** BEGIN Material provided **

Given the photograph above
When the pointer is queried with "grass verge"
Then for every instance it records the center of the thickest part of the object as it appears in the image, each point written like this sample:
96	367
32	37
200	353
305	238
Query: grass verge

** END Material provided **

What to work on: Turn the rows above into a JSON list of strings, one string per line, leaving out any blank lines.

Result of this task:
[
  "Given the photograph above",
  "When the pointer is queried with \"grass verge\"",
  "Then for every instance it records the center of the thickest part of the object as it appears in the image, each point written like this sample:",
  "96\t367",
  "32\t37",
  "200\t353",
  "305\t238",
  "Query: grass verge"
]